What the task asks:
Write down nothing except how many lines in the entries contain "pouch".

[Point localization data]

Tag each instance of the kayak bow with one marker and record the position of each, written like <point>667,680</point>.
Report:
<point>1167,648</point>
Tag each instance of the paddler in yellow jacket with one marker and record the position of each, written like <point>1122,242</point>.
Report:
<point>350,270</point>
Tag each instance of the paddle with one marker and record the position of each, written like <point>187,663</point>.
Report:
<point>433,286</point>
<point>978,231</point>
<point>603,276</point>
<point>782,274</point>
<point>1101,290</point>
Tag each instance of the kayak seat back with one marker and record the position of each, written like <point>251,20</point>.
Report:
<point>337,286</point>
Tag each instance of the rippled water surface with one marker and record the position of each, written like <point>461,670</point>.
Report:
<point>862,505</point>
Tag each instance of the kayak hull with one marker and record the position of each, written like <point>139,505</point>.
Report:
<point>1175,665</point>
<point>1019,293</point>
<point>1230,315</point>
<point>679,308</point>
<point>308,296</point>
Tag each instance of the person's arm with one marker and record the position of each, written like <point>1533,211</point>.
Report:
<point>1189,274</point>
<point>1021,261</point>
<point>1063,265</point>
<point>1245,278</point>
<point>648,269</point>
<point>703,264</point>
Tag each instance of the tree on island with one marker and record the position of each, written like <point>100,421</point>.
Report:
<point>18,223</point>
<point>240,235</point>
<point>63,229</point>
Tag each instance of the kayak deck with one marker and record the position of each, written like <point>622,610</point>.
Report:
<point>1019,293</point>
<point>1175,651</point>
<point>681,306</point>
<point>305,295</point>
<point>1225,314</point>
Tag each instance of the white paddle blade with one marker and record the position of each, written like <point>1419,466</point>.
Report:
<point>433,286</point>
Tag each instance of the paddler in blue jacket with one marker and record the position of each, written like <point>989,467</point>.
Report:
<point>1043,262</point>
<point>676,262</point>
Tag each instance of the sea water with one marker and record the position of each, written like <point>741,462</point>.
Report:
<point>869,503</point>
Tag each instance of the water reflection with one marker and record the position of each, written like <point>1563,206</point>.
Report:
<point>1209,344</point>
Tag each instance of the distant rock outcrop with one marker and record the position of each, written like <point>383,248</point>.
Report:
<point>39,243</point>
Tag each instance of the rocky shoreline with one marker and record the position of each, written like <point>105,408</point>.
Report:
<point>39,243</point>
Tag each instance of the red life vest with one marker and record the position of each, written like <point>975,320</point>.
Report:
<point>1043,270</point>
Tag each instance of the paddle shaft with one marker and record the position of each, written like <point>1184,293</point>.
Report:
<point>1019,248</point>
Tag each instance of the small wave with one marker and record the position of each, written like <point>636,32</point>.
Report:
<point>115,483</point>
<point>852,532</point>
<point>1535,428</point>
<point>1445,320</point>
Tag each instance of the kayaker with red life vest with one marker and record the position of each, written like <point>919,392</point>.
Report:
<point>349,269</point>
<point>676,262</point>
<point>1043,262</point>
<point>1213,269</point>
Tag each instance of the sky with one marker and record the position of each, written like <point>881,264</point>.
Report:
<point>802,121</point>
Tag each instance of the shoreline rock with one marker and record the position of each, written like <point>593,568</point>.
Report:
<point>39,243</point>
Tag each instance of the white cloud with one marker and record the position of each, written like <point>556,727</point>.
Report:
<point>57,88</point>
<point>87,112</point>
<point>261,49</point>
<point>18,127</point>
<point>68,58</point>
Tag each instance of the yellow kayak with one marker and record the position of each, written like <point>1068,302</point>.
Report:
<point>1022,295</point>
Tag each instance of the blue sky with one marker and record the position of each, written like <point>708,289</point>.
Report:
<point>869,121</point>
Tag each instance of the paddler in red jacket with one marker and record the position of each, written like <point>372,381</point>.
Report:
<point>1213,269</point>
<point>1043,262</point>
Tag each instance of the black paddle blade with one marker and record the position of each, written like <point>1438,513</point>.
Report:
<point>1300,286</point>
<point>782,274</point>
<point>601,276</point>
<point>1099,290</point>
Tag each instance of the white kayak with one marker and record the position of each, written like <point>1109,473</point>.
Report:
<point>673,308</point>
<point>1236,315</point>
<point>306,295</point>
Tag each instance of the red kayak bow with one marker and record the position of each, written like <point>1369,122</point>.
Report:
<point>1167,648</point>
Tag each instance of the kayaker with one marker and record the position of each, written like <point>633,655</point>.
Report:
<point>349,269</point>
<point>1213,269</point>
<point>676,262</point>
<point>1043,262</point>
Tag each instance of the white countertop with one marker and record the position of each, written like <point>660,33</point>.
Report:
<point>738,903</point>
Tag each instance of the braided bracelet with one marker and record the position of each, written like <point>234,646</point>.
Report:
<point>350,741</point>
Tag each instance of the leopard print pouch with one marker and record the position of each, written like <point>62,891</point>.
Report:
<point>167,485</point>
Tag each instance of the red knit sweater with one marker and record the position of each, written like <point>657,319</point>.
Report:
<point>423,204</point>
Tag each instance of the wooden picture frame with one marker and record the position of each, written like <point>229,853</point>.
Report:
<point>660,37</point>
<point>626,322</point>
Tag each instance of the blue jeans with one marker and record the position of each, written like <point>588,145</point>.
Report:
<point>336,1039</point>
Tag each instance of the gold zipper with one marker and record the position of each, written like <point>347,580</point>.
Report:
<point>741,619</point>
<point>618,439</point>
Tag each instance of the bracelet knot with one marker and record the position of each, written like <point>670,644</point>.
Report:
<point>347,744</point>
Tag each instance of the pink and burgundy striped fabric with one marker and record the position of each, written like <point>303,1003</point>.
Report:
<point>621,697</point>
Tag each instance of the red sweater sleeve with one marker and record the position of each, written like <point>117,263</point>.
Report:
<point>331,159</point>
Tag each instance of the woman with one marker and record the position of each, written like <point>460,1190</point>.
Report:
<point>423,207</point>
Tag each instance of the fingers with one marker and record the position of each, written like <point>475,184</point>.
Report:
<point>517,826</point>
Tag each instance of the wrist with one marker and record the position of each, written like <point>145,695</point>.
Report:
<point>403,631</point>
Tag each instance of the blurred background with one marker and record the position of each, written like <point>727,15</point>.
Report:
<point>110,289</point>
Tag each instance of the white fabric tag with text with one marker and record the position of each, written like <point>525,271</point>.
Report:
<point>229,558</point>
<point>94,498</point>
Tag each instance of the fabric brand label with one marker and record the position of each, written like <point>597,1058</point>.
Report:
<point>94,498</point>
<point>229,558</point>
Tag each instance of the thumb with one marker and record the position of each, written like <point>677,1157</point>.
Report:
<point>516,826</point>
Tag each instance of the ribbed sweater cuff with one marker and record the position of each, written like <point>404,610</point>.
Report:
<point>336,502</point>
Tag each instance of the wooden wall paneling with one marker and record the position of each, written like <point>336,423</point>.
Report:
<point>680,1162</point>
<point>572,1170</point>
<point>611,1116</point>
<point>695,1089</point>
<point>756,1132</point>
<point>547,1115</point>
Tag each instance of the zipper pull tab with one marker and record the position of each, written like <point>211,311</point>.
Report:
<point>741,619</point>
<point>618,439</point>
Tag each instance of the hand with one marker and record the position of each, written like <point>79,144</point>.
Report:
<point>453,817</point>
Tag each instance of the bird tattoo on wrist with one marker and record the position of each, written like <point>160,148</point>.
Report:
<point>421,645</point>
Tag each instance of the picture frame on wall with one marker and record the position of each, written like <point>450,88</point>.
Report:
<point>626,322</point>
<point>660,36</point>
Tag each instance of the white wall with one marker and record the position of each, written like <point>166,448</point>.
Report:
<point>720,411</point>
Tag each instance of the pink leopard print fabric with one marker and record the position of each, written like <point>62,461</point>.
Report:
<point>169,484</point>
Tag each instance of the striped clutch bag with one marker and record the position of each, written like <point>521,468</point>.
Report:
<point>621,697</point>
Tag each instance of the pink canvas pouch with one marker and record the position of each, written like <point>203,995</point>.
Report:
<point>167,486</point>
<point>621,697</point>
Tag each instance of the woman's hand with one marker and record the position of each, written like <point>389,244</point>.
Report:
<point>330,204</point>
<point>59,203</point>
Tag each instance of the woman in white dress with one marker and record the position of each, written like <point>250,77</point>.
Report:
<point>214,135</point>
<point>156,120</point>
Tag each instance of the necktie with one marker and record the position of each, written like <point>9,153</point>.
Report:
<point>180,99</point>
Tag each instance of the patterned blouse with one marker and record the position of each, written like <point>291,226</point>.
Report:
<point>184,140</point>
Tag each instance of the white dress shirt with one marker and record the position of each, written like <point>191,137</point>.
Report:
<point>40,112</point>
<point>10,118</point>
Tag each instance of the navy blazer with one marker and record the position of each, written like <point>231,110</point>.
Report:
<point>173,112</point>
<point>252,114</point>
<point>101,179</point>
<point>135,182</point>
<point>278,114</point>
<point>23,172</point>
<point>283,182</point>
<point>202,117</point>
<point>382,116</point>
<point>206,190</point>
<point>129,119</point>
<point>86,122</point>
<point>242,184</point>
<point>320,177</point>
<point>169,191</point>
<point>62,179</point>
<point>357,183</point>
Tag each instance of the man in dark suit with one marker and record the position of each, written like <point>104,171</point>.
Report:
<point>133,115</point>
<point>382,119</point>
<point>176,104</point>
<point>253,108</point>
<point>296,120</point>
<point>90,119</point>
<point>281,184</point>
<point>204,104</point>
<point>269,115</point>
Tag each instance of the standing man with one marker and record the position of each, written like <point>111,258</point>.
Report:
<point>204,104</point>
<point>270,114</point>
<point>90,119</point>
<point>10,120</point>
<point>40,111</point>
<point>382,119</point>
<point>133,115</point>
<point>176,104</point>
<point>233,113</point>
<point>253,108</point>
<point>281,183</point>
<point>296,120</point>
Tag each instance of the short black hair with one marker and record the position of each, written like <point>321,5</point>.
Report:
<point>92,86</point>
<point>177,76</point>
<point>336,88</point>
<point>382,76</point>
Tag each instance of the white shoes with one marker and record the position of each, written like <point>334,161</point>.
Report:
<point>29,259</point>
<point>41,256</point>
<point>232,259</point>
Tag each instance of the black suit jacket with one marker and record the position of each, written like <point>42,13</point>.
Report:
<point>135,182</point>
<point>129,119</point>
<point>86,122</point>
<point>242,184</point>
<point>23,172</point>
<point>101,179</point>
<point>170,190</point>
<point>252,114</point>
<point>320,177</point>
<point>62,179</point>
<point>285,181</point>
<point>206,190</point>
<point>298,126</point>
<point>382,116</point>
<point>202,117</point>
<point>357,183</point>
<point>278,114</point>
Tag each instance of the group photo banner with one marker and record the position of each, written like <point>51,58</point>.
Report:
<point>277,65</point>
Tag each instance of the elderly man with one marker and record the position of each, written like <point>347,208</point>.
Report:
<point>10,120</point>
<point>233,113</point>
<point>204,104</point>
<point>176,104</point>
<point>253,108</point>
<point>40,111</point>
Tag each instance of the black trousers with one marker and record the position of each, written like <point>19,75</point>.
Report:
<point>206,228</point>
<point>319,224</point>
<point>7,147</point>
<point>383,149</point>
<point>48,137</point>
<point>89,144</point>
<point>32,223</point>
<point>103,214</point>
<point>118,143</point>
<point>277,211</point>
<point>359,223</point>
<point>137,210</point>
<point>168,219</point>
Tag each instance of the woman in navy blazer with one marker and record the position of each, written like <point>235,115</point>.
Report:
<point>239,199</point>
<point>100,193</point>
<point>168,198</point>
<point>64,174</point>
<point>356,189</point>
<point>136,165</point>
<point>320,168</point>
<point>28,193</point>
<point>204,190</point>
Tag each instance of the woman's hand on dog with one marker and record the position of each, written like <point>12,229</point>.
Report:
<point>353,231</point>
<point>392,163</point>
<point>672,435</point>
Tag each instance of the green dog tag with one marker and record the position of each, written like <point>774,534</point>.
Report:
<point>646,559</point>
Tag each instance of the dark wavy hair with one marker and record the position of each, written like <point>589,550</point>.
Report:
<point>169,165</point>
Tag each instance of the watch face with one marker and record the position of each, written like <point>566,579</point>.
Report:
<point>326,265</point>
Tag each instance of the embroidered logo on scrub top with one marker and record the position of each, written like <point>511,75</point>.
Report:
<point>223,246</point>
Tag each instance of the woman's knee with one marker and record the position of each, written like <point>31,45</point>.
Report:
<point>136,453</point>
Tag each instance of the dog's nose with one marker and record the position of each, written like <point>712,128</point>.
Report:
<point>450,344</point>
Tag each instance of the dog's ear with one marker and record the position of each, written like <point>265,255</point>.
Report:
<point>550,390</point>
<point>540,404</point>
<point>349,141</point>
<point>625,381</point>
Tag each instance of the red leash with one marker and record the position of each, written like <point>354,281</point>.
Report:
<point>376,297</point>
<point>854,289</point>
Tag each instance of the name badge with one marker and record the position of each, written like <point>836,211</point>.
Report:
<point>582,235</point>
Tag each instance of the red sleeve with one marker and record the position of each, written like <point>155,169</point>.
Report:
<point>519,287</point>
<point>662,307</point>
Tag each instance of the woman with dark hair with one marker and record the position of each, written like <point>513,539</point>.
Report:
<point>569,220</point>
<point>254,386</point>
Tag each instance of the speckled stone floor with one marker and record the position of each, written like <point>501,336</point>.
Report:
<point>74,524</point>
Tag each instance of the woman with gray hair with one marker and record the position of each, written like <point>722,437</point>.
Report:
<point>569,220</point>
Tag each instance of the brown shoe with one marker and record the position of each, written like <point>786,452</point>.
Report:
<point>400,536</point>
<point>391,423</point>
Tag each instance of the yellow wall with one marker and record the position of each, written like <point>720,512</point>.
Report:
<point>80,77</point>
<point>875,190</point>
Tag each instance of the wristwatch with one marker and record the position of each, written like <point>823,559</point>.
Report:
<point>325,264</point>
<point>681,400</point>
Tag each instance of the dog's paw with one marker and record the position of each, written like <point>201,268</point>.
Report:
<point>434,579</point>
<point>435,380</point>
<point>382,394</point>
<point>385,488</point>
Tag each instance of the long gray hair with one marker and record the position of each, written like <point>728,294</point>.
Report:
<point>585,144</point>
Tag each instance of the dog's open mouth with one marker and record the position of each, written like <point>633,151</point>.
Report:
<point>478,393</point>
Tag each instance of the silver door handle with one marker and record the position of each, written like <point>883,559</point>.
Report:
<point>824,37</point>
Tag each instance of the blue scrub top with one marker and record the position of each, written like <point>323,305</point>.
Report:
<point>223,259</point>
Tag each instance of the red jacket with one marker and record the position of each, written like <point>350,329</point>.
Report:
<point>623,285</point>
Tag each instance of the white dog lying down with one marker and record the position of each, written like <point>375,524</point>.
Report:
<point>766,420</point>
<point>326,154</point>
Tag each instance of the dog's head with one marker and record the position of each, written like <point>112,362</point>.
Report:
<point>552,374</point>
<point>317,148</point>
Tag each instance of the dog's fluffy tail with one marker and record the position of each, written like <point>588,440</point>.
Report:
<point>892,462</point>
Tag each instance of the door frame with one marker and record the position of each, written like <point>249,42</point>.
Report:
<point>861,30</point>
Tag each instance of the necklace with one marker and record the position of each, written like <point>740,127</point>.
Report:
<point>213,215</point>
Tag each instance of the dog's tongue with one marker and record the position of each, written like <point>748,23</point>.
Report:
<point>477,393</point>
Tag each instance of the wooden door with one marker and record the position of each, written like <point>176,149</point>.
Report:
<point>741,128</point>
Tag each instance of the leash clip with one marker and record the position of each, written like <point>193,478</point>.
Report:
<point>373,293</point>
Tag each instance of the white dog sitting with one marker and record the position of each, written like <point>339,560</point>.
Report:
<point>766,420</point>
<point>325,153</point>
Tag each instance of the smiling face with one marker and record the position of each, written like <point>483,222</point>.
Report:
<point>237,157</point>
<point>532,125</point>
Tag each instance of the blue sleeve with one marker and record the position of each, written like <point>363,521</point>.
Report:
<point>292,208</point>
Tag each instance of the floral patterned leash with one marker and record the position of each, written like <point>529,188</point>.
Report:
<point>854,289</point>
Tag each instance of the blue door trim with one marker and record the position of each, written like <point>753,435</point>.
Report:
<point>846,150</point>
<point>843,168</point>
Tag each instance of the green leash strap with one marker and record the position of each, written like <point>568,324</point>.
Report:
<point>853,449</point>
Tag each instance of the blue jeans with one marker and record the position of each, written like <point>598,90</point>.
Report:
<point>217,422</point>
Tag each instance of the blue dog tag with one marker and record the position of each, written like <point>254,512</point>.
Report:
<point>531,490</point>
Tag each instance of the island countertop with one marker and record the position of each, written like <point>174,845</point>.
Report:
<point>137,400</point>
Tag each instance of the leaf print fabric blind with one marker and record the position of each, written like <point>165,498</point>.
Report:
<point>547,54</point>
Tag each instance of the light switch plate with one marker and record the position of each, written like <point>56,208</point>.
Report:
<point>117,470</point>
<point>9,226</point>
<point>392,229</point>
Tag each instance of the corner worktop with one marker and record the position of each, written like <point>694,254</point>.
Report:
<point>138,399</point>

Response:
2